やること:
1. 上海書城の売上ランキングの文章のうち、「2002年のトップは、企業や」で始まり「はこの頃から早くなっていく。」で終わる部分を、「健康関連書」を「健康本」に入れ替えて書き直してください。
2. 上海書城の売上ランキングの文章によると、2002年のトップの本は上海書城だけで何冊売れましたか。

文書の抜粋:
————————
上海最大の書店「上海書城」がオープンしたのは、1999年。今年、10周年を迎える。上海書城はこのほど、開店から10年間の毎年の売上ベスト5、計50冊を発表したと『新聞晨報』が伝えた。
オープンの年に最も売れたのは、児童向け読み物『十万個為什麼(新世紀版)』(少年児童出版社)。1961年に初版が刊行されて以来、版を重ねてきたロングセラーだ。そのほかに、余秋雨著『霜冷長河』、『唐詩三百首(図文本)』、銭鐘書著『囲城』。ミッチ・アルボム著『相約星期二』(邦訳は、『モリー先生との火曜日』)も入っている。文化的読み物が目立った年だ。
2000年のトップは、『三重門』(邦訳は、『上海ビート』)。「韓寒現象」という言葉も生み出すことになる若手人気作家、韓寒のデビュー作だ。台湾の人気作家、蔡志恒のネット小説『第一次的親密接触』もベスト5入り。この本を機にネット発小説が売れ始めた。

   

上海書城の店頭2001年は世界的ベストセラーの『富爸爸、窮爸爸』(邦訳は、『金持ち父さん、貧乏父さん』)がトップワンとなった。ベスト5にはそのほか、青春アニメの同名小説版『我為歌狂』や村上春樹著『挪威的森林(ノルウェイの森)』など。いかに財を築き、成功するかというテーマが本の売れ筋のひとつとなっていく一方で、若者たちは、都市生活での虚無感や退廃的ムードを描く村上春樹を好むようになっているという対象的なベストセラー本が並んだ。
2002年のトップは、企業や組織の変革をテーマとしたスペンサー・ジョンソン著『誰動了我的奶酪』(邦題は、『チーズはどこへ消えた?』)が最も売れた。上海書城だけでも2万冊が売れたという。ビジネスものでは、「21世紀最高の経営者」と言われる元ゼネラル・エレクトリックCEOの自伝『傑克・韋尓奇自伝』(邦題は、『ジャック・ウェルチ わが経営』)が売れたほか、台湾の王文華『蛋白質女孩』(邦題は、『蛋白質ガール』)もベスト5入りした。
健康関連書はいまや「売れている本」の常連だが、同ジャンルで最初にベストセラーとなったのは2003年の洪昭光著『登上健康快車』だろう。食生活の欧米化や生活リズムの変化で健康問題への関心が高まった社会状況が反映されている。以下、『財富人生――大型財経訪談節目精選本』
ヒラリー・クリントン米国務長官の回想録『親歴歴史:希拉里回憶録』(邦題は、『リビング・ヒストリー ヒラリー・ロダム・クリントン自伝』)や王蒙著『王蒙自述:我的人生哲学』が続く。『財富人生』書籍版の成功がテレビ番組の書籍化を進めていくことになり、『新歴歴史』が日本版よりもいち早く出版されたように、海外のベストセラー本の中国語版刊行のスピードはこの頃から早くなっていく。

2004年のベストワンは、これまた世界的ベストセラーのダン・ブラウン著『達・芬奇密碼』(邦題は、『ダ・ヴィンチ・コード』)。この本をきっかけにミステリーブームも起き、国産ミステリー作家も誕生していく。2005年のトップも翻訳書だ。ロバート・ローレンス・クーン著『他改変了・江沢民伝』(邦題は、『中国を変えた男――江沢民』)。いまも健在の政治家の半生を、それも外国人が書いたものとして大きな話題を呼んだ。小説では3年ぶりに余華著『兄弟(上)』がベスト5入り。下巻も2006年のベスト5にランクインしている。
————————
提供データ:
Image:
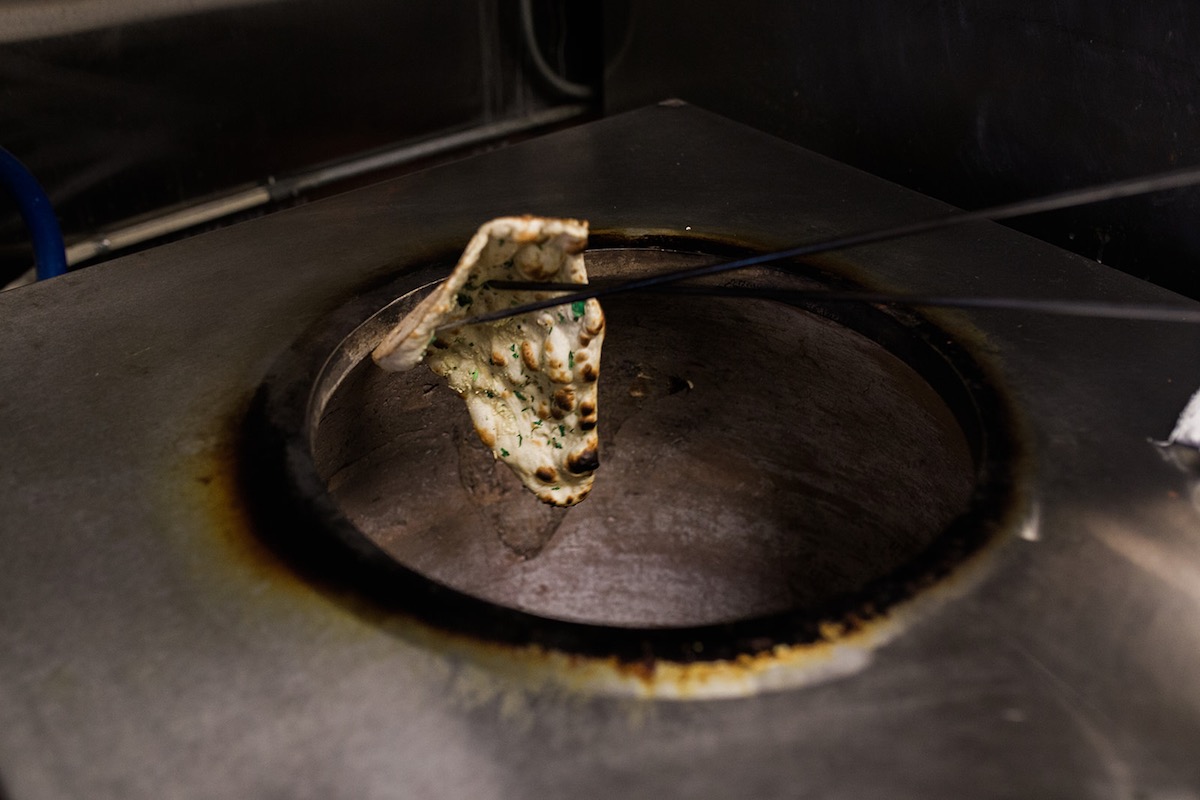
————————
作業の答え:
1.
2002年のトップは、企業や組織の変革をテーマとしたスペンサー・ジョンソン著『誰動了我的奶酪』(邦題は、『チーズはどこへ消えた?』)が最も売れた。上海書城だけでも2万冊が売れたという。ビジネスものでは、「21世紀最高の経営者」と言われる元ゼネラル・エレクトリックCEOの自伝『傑克・韋尓奇自伝』(邦題は、『ジャック・ウェルチ わが経営』)が売れたほか、台湾の王文華『蛋白質女孩』(邦題は、『蛋白質ガール』)もベスト5入りした。
健康本はいまや「売れている本」の常連だが、同ジャンルで最初にベストセラーとなったのは2003年の洪昭光著『登上健康快車』だろう。食生活の欧米化や生活リズムの変化で健康問題への関心が高まった社会状況が反映されている。以下、『財富人生――大型財経訪談節目精選本』
ヒラリー・クリントン米国務長官の回想録『親歴歴史:希拉里回憶録』(邦題は、『リビング・ヒストリー ヒラリー・ロダム・クリントン自伝』)や王蒙著『王蒙自述:我的人生哲学』が続く。『財富人生』書籍版の成功がテレビ番組の書籍化を進めていくことになり、『新歴歴史』が日本版よりもいち早く出版されたように、海外のベストセラー本の中国語版刊行のスピードはこの頃から早くなっていく。

2. 2万冊です。